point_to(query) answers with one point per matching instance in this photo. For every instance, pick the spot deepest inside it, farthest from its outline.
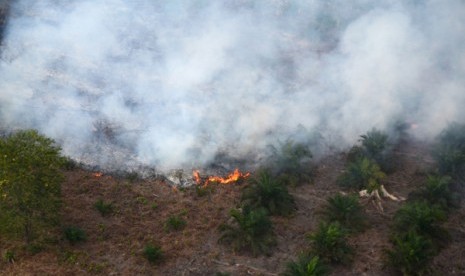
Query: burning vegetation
(233, 177)
(267, 210)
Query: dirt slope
(141, 208)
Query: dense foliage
(251, 230)
(30, 184)
(306, 266)
(330, 243)
(411, 253)
(449, 152)
(264, 190)
(291, 162)
(346, 210)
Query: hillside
(142, 206)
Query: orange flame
(97, 174)
(232, 177)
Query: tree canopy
(30, 183)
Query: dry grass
(115, 243)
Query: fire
(232, 177)
(97, 174)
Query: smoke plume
(172, 84)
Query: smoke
(172, 84)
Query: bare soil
(141, 207)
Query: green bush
(375, 144)
(175, 223)
(411, 253)
(449, 151)
(30, 184)
(251, 230)
(362, 174)
(291, 162)
(9, 256)
(346, 210)
(436, 191)
(306, 266)
(422, 218)
(75, 234)
(376, 147)
(264, 190)
(154, 254)
(329, 242)
(104, 208)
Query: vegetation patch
(175, 223)
(264, 190)
(329, 242)
(30, 184)
(449, 151)
(411, 253)
(362, 174)
(422, 218)
(250, 230)
(291, 162)
(75, 234)
(346, 210)
(306, 266)
(104, 208)
(153, 253)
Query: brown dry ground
(115, 243)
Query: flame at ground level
(231, 178)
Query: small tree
(411, 253)
(30, 183)
(291, 162)
(330, 243)
(422, 218)
(251, 230)
(264, 190)
(346, 210)
(449, 152)
(306, 266)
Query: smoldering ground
(172, 84)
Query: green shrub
(436, 191)
(75, 234)
(30, 185)
(422, 218)
(329, 242)
(375, 145)
(362, 174)
(104, 208)
(9, 256)
(449, 151)
(411, 253)
(175, 223)
(203, 190)
(306, 266)
(251, 230)
(154, 254)
(266, 191)
(346, 210)
(291, 162)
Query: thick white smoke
(173, 83)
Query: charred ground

#### Stated exercise
Swap every "smoke" in the listing above for "haze" and reproduce the listing with nothing else changed. Leave the pictures out.

#### Result of the task
point_to(query) answers with one point per matching instance in this photo. For every instance, pick the spot deepest inside it, farthest from its outline.
Query: burning vegetation
(233, 177)
(267, 210)
Query: dirt slope
(141, 208)
Query: dense foliage
(251, 230)
(30, 184)
(306, 266)
(330, 243)
(411, 253)
(449, 152)
(264, 190)
(291, 162)
(346, 210)
Query: hillside
(142, 206)
Query: orange flame
(97, 174)
(232, 177)
Query: tree canopy
(30, 183)
Query: dry grass
(115, 243)
Query: fire
(232, 177)
(97, 174)
Query: haze plume
(172, 84)
Query: haze
(172, 84)
Query: bare soil
(141, 207)
Query: green bush
(375, 144)
(175, 223)
(411, 253)
(449, 151)
(30, 184)
(251, 230)
(362, 174)
(291, 162)
(9, 256)
(346, 210)
(436, 191)
(306, 266)
(422, 218)
(75, 234)
(376, 147)
(264, 190)
(154, 254)
(329, 242)
(104, 208)
Query: vegetation patch
(175, 223)
(264, 190)
(329, 242)
(30, 184)
(449, 151)
(411, 253)
(362, 174)
(422, 218)
(250, 230)
(291, 162)
(75, 234)
(346, 210)
(306, 266)
(104, 208)
(153, 253)
Query: brown dry ground
(115, 243)
Query: flame at ground level
(231, 178)
Query: small tree
(411, 253)
(30, 183)
(291, 162)
(330, 243)
(422, 218)
(251, 230)
(264, 190)
(346, 210)
(449, 152)
(306, 266)
Query: smoldering ground
(172, 84)
Query: green shrub
(436, 191)
(75, 234)
(30, 185)
(422, 218)
(329, 242)
(375, 145)
(362, 174)
(104, 208)
(9, 256)
(449, 151)
(411, 253)
(175, 223)
(203, 190)
(306, 266)
(251, 230)
(154, 254)
(266, 191)
(346, 210)
(291, 162)
Query: thick white haze
(173, 83)
Query: charred ground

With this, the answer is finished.